■ **Extract to read**
● ● ● ● ● ● ●

The ARIA Music Award for Best Adult Alternative Album is an award presented at the annual ARIA Music Awards. The ARIA Awards recognise "the many achievements of Aussie artists across all music genres", and have been given by the Australian Recording Industry Association (ARIA) since 1987.

To be eligible for this award the album must be of an Adult Alternative genre by solo artists and groups; only album recordings are eligible; recordings must be directed toward Adult Alternative formats; the recording cannot be entered in any other genre category. Best Adult Alternative Album is judged by a specialist judging school of representatives experienced with the genre.

Best Adult Alternative Album was first handed out in 1994. Up until 2001 it was called Best Alternative Release, which was awarded for an album or single release. From 2002 to 2009 the award was discontinued before being reinstated in 2010 under its current name. Again, from 2012 to 2015 the award was not presented until 2016 awards, the most recent ceremony.

● ● ● ● ● ● ●

■ **Records supplied**

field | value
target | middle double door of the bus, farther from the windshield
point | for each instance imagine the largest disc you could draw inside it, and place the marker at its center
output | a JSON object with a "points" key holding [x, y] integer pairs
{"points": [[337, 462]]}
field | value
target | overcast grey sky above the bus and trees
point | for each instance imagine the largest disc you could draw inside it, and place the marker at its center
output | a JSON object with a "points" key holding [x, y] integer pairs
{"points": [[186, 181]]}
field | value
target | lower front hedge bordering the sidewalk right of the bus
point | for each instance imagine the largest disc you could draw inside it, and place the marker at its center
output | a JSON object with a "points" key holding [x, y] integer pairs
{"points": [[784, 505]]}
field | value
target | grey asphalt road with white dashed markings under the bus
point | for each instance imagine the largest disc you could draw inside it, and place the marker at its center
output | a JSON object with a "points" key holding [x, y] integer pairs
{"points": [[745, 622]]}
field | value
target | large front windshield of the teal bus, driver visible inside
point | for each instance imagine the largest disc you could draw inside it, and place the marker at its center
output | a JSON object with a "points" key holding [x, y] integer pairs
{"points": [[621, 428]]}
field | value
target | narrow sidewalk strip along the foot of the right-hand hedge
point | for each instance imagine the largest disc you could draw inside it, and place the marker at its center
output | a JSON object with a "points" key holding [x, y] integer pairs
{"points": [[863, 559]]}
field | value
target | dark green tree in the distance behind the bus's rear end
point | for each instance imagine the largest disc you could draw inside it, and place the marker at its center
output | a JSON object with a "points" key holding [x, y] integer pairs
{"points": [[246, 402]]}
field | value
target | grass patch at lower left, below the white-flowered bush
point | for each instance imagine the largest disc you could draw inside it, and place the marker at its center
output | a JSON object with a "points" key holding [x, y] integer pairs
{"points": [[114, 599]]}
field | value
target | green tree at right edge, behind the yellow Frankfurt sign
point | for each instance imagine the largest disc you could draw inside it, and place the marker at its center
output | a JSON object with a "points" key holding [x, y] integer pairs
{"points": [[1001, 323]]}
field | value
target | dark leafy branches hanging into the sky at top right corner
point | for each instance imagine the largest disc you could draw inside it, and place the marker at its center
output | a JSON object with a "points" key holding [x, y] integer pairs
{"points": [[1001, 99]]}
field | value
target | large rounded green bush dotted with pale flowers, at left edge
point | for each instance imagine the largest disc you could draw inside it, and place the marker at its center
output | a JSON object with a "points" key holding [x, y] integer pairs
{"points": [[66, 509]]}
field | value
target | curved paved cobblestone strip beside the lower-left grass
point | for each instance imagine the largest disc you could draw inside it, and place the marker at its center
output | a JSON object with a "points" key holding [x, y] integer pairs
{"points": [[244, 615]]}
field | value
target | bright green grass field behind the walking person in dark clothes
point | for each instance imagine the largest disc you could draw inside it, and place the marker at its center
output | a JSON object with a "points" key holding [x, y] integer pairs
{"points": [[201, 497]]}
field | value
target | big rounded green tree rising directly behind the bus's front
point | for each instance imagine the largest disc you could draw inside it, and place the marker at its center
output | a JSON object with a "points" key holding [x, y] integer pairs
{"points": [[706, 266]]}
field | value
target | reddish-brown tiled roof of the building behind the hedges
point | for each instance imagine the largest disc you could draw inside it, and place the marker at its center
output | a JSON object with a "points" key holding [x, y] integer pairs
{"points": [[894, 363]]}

● ● ● ● ● ● ●

■ **Questions on the material**
- A) According to the passage on the ARIA Best Adult Alternative Album award, what name did the award carry up until 2001?
- B) Carry on the passage about the ARIA Best Adult Alternative Album award from its final sentence.

■ **Answers to the exercises**
- A) Best Alternative Release

- B)
You Am I and Regurgitator have won the most awards in this category with two each. You Am I have received the most nominations with five followed by Dirty Three, Regurgitator and Spiderbait with three and Magic Dirt, Nick Cave and the Bad Seeds and Something for Kate with two. Martyn P. Casey, Nick Cave, Warren Ellis and Jim Sclavunos have earned three nominations each as members of Nick Cave and the Bad Seeds and Grinderman. Since the award's inception only six solo acts have been nominated with one artist, Sarah Blasko, winning in 2016 for her album Eternal Return.

Winners and nominees
In the following table, the years are listed as per the ARIA Award ceremony.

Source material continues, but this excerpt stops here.